─── Page

Default downward. If you're unsure whether a task needs the higher tier, it usually doesn't — but a task that mixes mechanical and judgment work should be split, not promoted wholesale. Projects may override these mappings in AGENT_POLICY.md.

Delegation limits#

  • The cheapest tier never spawns its own subagents. If a mechanical task needs to delegate, it was scoped wrong — return it to the parent.
  • Maximum depth: 2 levels (parent → subagent → one more). Deeper nesting loses context and accountability faster than it buys parallelism.
  • No self-escalation. If a subagent decides it needs a smarter model, it does not upgrade itself — it returns to the parent with what it found and why. The parent decides.
  • A subagent cannot approve, confirm, or execute in a hot zone. Authorization always returns to the human (or the parent acting under a human's approval). See the authorization model.
  • Delegation does not replace reading the source. A summary from a subagent is an input, not the ground truth. Validate against the real files before acting.

The tool ladder#

Reach for the lightest tool that can do the job well, and only climb when it genuinely can't:

  • Simple public pages → a plain fetch.

──────
─── Provided records

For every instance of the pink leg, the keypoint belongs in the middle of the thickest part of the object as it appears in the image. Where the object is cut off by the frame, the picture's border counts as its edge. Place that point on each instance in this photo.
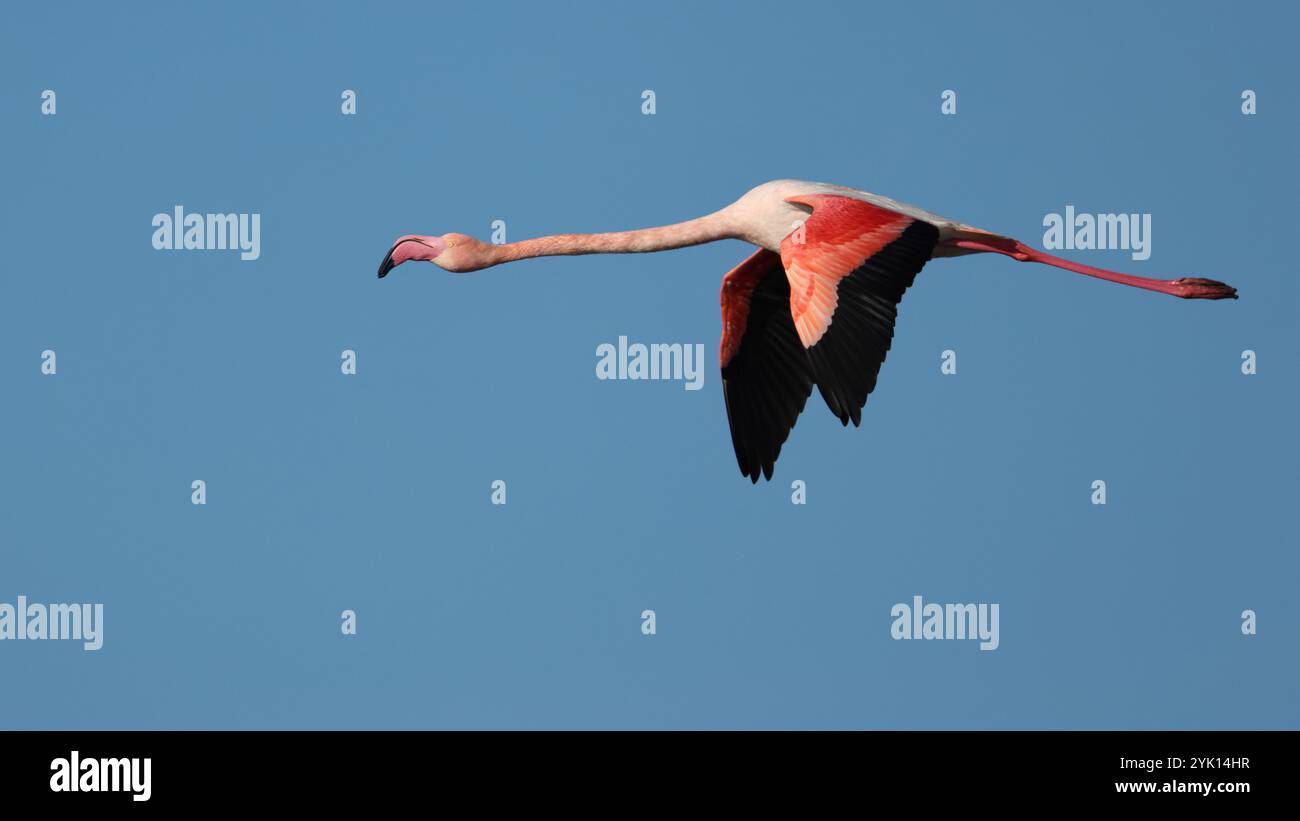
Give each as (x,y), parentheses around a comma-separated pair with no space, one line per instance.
(1186,287)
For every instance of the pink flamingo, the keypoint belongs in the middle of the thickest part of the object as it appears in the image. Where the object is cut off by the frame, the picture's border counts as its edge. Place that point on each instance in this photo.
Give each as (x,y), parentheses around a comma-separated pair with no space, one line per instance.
(815,304)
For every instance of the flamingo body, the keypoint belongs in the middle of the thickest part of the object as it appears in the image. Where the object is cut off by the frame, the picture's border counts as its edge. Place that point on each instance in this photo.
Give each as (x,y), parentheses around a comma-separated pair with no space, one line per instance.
(814,304)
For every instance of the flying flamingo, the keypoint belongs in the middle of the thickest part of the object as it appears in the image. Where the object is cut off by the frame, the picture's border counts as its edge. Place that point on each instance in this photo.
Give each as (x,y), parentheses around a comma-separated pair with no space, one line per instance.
(815,304)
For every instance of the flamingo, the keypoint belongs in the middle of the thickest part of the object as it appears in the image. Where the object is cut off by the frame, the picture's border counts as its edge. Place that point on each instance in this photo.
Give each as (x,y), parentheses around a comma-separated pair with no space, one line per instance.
(814,304)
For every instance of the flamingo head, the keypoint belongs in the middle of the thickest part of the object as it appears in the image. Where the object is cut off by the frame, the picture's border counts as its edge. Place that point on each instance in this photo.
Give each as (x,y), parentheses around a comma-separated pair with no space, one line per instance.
(454,252)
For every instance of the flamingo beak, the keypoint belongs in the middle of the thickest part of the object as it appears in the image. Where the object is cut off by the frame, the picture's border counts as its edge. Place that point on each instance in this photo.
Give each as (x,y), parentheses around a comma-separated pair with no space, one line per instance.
(411,248)
(388,264)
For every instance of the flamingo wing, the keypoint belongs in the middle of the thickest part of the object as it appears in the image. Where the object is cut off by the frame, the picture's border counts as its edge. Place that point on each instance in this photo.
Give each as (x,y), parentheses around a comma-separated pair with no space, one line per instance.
(766,373)
(848,266)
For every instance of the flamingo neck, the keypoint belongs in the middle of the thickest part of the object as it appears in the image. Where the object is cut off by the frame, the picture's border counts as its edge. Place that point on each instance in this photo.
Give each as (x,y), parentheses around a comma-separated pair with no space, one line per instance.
(710,227)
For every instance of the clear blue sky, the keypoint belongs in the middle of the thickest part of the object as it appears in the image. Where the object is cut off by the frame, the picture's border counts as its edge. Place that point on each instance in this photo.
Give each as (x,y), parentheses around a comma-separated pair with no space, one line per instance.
(371,492)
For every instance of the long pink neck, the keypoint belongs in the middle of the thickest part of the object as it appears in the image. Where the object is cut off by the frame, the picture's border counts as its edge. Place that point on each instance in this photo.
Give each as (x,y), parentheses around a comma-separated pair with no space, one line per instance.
(706,229)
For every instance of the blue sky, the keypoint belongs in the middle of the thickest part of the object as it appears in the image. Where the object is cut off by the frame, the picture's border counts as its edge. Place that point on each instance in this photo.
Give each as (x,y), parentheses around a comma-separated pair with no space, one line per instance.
(371,491)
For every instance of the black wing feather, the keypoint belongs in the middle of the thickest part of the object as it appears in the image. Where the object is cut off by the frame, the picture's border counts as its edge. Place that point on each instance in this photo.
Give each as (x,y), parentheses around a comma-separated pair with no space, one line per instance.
(768,379)
(848,356)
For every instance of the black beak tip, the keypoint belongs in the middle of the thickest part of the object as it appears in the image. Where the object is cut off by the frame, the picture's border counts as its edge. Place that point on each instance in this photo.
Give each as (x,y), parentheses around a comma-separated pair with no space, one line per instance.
(386,265)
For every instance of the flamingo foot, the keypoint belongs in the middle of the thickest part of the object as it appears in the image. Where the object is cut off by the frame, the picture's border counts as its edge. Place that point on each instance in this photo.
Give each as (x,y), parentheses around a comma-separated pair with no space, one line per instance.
(1195,287)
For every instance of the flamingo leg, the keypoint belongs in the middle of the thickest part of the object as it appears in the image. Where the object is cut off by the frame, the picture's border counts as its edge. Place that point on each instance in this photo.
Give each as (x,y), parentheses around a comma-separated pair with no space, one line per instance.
(1187,287)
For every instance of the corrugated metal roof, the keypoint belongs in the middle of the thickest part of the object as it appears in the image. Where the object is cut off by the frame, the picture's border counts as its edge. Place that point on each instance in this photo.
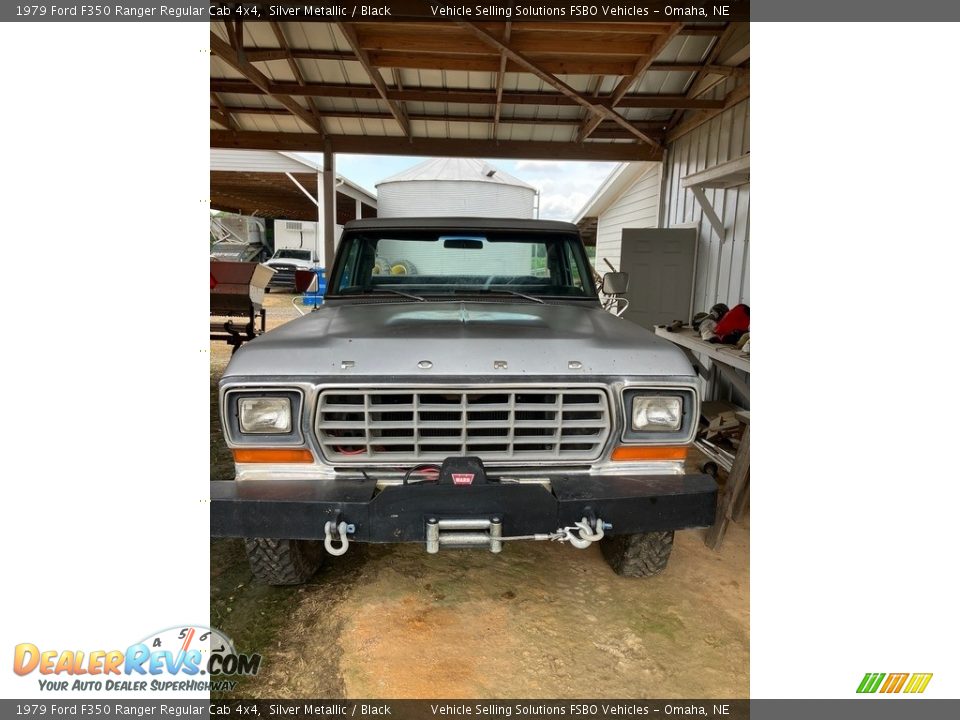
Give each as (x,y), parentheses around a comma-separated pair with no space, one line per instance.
(440,82)
(456,169)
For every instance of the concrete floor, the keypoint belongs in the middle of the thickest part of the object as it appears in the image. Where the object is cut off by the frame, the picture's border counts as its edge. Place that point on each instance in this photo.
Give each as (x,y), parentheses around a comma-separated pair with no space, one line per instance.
(539,620)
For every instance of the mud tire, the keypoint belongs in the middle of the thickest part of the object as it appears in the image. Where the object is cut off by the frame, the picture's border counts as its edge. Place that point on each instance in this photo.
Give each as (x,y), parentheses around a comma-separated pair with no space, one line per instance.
(283,562)
(640,555)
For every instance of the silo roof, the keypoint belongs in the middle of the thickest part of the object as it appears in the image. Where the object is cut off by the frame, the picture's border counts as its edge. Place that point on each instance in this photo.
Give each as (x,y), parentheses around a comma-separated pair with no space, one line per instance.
(456,170)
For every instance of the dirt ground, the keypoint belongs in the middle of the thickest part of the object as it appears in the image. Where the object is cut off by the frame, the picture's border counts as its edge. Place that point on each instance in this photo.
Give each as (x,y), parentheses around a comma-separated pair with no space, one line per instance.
(540,620)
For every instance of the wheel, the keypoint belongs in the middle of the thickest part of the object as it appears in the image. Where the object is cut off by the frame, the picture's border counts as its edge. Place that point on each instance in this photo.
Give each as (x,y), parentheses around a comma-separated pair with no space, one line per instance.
(640,555)
(283,562)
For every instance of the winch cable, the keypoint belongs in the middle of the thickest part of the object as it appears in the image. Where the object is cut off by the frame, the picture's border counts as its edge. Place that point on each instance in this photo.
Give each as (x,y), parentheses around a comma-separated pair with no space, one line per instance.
(328,539)
(586,537)
(419,469)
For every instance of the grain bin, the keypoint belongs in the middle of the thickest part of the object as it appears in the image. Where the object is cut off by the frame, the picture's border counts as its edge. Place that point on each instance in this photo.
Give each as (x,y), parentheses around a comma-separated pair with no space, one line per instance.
(455,187)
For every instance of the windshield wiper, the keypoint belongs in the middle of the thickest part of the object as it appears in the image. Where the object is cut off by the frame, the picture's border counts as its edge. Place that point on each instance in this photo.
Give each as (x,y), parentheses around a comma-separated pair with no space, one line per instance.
(396,292)
(516,294)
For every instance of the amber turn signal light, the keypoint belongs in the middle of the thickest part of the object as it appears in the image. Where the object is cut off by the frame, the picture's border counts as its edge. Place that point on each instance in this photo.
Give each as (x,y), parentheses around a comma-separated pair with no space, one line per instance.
(625,452)
(242,455)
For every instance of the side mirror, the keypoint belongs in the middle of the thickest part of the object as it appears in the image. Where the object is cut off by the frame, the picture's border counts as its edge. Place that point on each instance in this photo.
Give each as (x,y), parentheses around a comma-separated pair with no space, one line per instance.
(616,283)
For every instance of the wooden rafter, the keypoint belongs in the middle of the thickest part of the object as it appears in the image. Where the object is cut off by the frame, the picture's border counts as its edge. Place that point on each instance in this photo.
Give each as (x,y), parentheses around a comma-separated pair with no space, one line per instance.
(227,54)
(709,62)
(455,95)
(220,114)
(737,95)
(374,74)
(607,129)
(439,147)
(418,59)
(500,74)
(555,82)
(294,67)
(627,81)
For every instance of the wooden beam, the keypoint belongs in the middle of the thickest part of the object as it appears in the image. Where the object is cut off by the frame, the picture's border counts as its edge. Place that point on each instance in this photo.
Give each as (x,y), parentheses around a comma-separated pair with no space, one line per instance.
(607,128)
(416,60)
(715,222)
(499,84)
(722,175)
(735,96)
(702,30)
(694,90)
(267,54)
(226,53)
(225,119)
(295,69)
(374,74)
(392,145)
(555,64)
(555,82)
(627,81)
(399,38)
(454,95)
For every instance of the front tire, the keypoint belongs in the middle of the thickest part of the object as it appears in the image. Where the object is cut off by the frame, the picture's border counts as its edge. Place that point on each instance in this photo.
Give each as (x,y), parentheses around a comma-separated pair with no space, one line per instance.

──────

#### [Exercises to complete]
1. What maximum nesting depth does the agent delegation policy allow?
2. Extend the agent delegation policy past its last line.
The rows have nothing to do with this.

#### [Final answers]
1. Two levels: parent, subagent, and one more.

2.
  • Dynamic pages, pages behind a login, or pages needing interaction → a browser-driving tool.
  • PDFs → extract the text first. Use a heavy visual/layout tool only when the layout itself carries meaning.
  • Local repos → prefer fast search (rg/grep), per-folder inventories, and selective reads before loading large amounts of context.

Encapsulate repetition#

If the same pattern shows up several times — the same multi-step lookup, the same cleanup, the same report — stop repeating it by hand and burning context. Turn it into a reusable tool, script, or documented procedure, then call that. Manual repetition is both a cost leak and an error source.

In one line#

Cheapest model that can do it well; shallow delegation (max depth 2, no self-escalation, no subagent approvals); lightest tool first; script anything you do more than a couple of times.